◆ **Given exercise**: List each line of the rows below that contains the word "instance".

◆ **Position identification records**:

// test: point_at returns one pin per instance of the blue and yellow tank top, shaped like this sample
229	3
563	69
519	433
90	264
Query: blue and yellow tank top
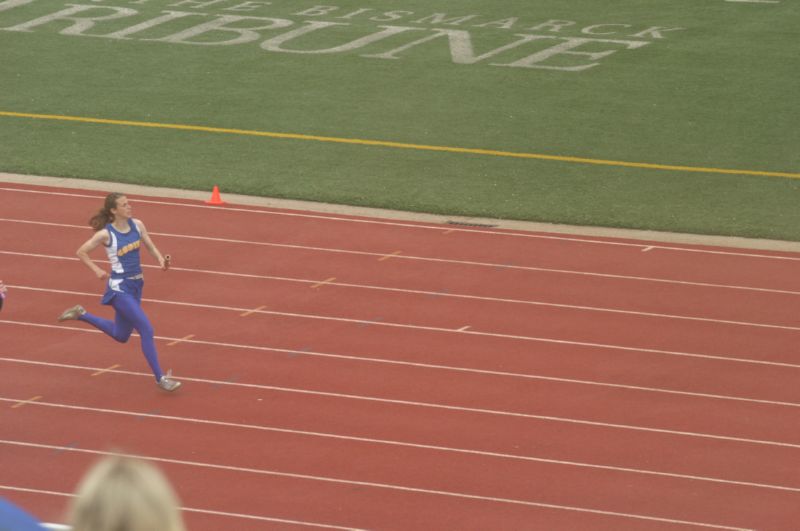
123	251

...

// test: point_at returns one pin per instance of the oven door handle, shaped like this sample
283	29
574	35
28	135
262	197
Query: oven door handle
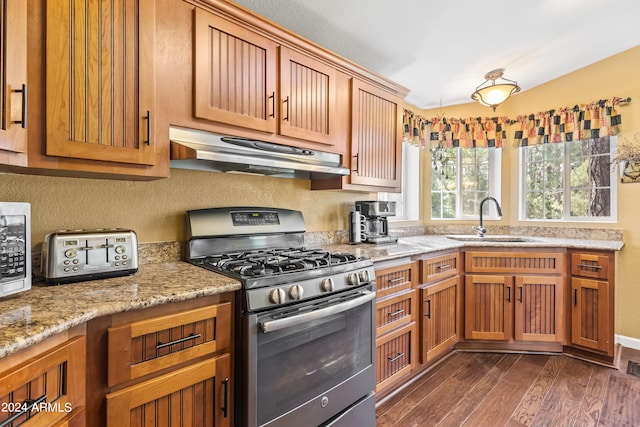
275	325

* * *

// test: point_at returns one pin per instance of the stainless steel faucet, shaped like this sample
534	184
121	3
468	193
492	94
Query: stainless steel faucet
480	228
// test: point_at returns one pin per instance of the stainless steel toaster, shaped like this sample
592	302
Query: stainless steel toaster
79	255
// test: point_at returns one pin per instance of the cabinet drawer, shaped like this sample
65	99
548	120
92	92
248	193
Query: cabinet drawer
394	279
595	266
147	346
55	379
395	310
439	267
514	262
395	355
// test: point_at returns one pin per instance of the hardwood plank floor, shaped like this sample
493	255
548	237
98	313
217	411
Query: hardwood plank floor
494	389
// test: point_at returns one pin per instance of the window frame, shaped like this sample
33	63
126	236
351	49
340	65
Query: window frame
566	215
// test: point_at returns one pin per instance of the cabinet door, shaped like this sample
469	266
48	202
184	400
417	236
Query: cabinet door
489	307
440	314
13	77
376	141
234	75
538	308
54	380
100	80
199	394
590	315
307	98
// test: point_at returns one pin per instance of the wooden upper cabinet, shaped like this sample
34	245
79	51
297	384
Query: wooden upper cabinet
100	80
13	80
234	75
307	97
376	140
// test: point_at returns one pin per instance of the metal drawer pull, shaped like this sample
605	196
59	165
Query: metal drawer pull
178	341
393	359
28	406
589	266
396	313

◆ **Written reply**:
// test: point_at returns one pin per instance of the blue and yellow tank top, shaped like this sample
// test: point_at returns one pin per instance of the oven door handle, shaped like this sample
// test: point_at returns one pin per instance of the stainless steel faucet, shaped like this sample
// test: point_at returns one pin per instance of the stainless steel toaster, shaped like this sample
// test: point_at returns one pin per instance of the cabinet drawer, shaped like this sample
// test: point_at returns one pin per instance of the hardwood plank floor, shaped like this sample
// test: point_at returns one pin per instance of the window frame, shaped like this sample
// test: point_at returns one pin per instance of the cabinet door, shaped like this sample
// test: point_at returns one pin per instance of the wooden upper cabinet, shaped like this sample
// test: point_at returns one pin per instance of the metal drawer pull, shaped like this sample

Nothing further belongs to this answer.